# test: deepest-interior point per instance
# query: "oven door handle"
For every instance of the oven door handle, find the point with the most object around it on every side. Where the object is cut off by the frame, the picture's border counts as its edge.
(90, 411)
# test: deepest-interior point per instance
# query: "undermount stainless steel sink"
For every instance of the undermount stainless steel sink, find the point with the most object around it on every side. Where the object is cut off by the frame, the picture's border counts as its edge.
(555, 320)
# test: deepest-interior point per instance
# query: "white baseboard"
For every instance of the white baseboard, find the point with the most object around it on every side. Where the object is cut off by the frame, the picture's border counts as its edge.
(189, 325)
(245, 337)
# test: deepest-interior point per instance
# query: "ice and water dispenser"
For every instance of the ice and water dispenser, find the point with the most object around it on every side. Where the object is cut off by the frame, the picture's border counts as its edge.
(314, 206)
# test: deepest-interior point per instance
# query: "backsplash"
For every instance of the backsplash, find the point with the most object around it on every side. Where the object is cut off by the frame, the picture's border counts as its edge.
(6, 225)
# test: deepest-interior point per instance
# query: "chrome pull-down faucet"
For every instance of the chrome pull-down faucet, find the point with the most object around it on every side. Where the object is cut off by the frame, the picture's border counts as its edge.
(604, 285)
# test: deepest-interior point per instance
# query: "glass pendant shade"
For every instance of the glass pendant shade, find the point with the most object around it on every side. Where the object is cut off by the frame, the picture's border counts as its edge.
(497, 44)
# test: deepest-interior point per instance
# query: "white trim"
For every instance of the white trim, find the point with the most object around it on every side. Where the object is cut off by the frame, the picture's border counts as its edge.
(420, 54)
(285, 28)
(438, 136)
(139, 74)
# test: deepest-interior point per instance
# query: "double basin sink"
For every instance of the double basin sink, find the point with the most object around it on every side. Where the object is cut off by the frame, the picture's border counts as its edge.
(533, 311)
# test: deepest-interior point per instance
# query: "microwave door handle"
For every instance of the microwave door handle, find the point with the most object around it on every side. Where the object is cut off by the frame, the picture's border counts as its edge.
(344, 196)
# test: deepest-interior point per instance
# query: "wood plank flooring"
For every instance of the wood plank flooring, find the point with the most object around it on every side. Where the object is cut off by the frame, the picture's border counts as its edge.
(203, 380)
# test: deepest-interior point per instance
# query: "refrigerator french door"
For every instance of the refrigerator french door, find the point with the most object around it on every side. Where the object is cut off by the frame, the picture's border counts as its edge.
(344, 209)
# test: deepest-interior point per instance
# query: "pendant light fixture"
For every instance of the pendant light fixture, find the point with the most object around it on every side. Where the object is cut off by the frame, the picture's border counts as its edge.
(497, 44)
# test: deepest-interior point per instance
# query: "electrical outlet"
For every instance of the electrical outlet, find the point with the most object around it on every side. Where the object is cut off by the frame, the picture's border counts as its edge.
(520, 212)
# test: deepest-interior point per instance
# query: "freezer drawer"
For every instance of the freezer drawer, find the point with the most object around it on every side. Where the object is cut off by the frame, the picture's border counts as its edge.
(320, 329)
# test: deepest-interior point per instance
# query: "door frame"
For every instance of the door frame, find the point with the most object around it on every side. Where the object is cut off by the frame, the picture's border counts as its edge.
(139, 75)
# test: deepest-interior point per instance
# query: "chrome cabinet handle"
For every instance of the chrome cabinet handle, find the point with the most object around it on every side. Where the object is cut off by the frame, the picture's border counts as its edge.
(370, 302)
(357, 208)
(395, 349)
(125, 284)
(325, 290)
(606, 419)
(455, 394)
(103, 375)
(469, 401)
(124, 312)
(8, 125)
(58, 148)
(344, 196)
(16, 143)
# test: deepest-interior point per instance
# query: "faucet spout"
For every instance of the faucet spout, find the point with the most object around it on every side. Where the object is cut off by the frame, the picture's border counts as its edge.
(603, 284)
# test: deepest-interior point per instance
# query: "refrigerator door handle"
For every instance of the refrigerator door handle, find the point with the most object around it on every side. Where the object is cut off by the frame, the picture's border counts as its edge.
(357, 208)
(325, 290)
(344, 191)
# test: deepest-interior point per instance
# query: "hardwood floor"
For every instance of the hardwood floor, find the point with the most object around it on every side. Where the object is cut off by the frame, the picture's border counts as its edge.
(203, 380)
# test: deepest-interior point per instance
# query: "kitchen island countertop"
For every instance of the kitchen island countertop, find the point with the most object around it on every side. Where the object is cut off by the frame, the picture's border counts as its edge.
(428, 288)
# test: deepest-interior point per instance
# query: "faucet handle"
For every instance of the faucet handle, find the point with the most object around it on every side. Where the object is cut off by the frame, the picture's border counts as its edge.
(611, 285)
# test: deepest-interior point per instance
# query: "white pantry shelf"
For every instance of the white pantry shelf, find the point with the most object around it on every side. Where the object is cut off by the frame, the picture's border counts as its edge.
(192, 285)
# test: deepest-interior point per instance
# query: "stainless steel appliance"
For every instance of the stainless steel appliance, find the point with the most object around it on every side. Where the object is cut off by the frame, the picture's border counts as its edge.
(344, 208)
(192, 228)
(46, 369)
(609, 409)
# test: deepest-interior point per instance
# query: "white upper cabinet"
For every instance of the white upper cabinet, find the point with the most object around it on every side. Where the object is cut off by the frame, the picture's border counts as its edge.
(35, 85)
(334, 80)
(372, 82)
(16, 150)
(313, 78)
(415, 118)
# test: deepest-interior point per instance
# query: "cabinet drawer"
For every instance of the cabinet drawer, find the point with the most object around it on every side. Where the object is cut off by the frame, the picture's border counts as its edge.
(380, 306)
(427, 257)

How to complete this task
Please retype every entry above exactly as it stands.

Exercise response
# test: deepest-interior point per instance
# query: "oven door handle"
For every instance of the oven door handle, find the point with the most object around it on every side. Where the object is cut off by the frame, the picture's border counts as its edge.
(90, 411)
# test: deepest-interior point per instance
# query: "undermount stainless steel sink"
For every instance of the undermount stainless steel sink, find the point with the most object around it on every side. Where the object is cut off by the frame, the picture's border counts as its edge.
(555, 320)
# test: deepest-interior point per instance
# query: "white baseboard"
For every instance of the white baseboard, find the point with the most object around it on every side. Where the object is cut off by the frame, the picture's border counts as its edge.
(189, 325)
(245, 337)
# test: deepest-interior point per instance
# query: "ice and water dispenser"
For every instance of the ice and water dispenser, find the point with the most object around it on every side. Where the object is cut off by the frame, the picture's border counts as its edge.
(314, 206)
# test: deepest-interior point per instance
# query: "backsplash"
For every instance of the backsplash, find the point with the most object around it on every side. Where the object is cut off by the frame, the picture's border counts as its edge.
(6, 225)
# test: deepest-interior point per instance
# query: "chrome pull-down faucet"
For every instance of the chrome pull-down faucet, find the point with the most object around it on every side. Where the object is cut off by the frame, the picture's border counts as its edge.
(604, 285)
# test: deepest-interior point per instance
# query: "glass pendant shade"
For every instance of the glass pendant shade, find the point with the most object around it on every side. Where the object is cut off by the frame, the picture's border counts as its edge.
(497, 44)
# test: deepest-interior point per instance
# query: "white trim"
For every instance of the white trim, find the point with the most object around it on every side. Where the object is cut off by the frame, the picture's border counts as its edge.
(420, 54)
(285, 28)
(438, 136)
(139, 74)
# test: deepest-interior point per instance
# query: "double basin sink"
For every instance of the double basin sink, find the point with the most object around it on every side. Where the object is cut off by the frame, the picture's border counts as its edge.
(533, 311)
# test: deepest-interior point per instance
# query: "microwave door handle"
For every instance of the microwave door handle, find the point with the most object around it on every side. Where the object is cut off by the frame, the picture's border counts as its edge.
(344, 196)
# test: deepest-interior point per instance
# query: "wood plank flooring"
For every instance of the wood plank flooring, find the point with the most object around it on every side. Where the object is cut off by the frame, the picture's border counts as its edge.
(203, 380)
# test: deepest-interior point per instance
# query: "refrigerator french door"
For every instance of the refrigerator french door, find the point with the most object around it on every side. Where the object is cut off by the frame, the picture's border counts as its edge.
(344, 209)
# test: deepest-interior point per instance
# query: "pendant light fixture"
For every instance of the pendant light fixture, find the point with the most object around it on every side. Where the object is cut off by the frame, the picture's border counts as its edge.
(497, 44)
# test: deepest-interior point per instance
# query: "electrical outlet"
For every instance of the electrical outlet, find the point with the most object around it on every side. Where the object is cut off by the frame, the picture's border counts as its edge.
(520, 212)
# test: deepest-interior point per instance
# query: "freezer drawer"
For every instance of the freezer drawer, find the point with the most object around it on every side. Where the object is cut off by the frame, the picture's border counts as its edge.
(320, 329)
# test: deepest-interior point per instance
# query: "door frame"
For every instance of the door frame, find the point with the most object around it on every side. Where the object is cut off by the frame, the picture's border counts as its edge.
(139, 75)
# test: deepest-interior point per instance
# query: "chrome cabinet handle"
For every instance of the chrome cabinet handle, find the point with the most object around it on every side. Where the object is cut off by the frame, the picture's border counts as its edge.
(370, 302)
(357, 208)
(395, 349)
(125, 284)
(325, 290)
(606, 419)
(455, 394)
(103, 375)
(469, 401)
(124, 312)
(8, 125)
(58, 148)
(344, 196)
(16, 143)
# test: deepest-interior point per instance
# query: "faucet spout"
For every instance of the faucet spout, find the point with the most object around it on every side. Where the object is cut off by the frame, the picture's border counts as its edge.
(603, 284)
# test: deepest-interior point per instance
# query: "refrigerator door handle"
For every instance of the refrigerator door handle, find the point with the most object around it on every side. Where the object is cut off by the frame, the picture's border counts as its edge.
(357, 208)
(325, 290)
(344, 191)
# test: deepest-interior point per instance
# query: "hardwood floor"
For every instance of the hardwood floor, find the point with the most object around it on every side. Where the object is cut off by the frame, the picture's border counts as its edge.
(203, 380)
# test: deepest-interior point per instance
# query: "kitchen island countertop"
For every instance of the kitchen island countertop, find the point with the most object around it on every side. Where the object is cut off by the frame, the picture's border counts as its edge.
(428, 288)
# test: deepest-interior point per instance
# query: "faucet handle"
For every instance of the faucet handle, find the point with the most object around it on every side. Where the object is cut off by the frame, the picture's border counts as its edge.
(611, 285)
# test: deepest-interior point per instance
# query: "white pantry shelf"
For every instance of the white pantry shelf, find the point with the most object around it on every side. Where the object is cut off by the frame, the picture's border counts as its edge.
(192, 285)
# test: deepest-interior point per instance
# query: "stainless steel appliance"
For every instance of the stainless steel appliance, find the point with the most object around it on every side. Where the object is cut off by the frame, the picture's border counts as its edge.
(344, 208)
(192, 228)
(46, 369)
(609, 409)
# test: deepest-interior point per instance
# query: "white upper cabinet"
For every instance of the white upper cabinet, find the point with the most object around it on every side. Where the object is cut off by the frame, the picture's border counts as its edge.
(35, 85)
(334, 80)
(372, 82)
(16, 150)
(313, 78)
(415, 118)
# test: deepest-interior point per instance
# query: "cabinet drawer"
For every instance of the cabinet drawer, find the point with the most object around it on every side. Where the object is cut off by the frame, the picture's border counts as its edge.
(380, 306)
(427, 257)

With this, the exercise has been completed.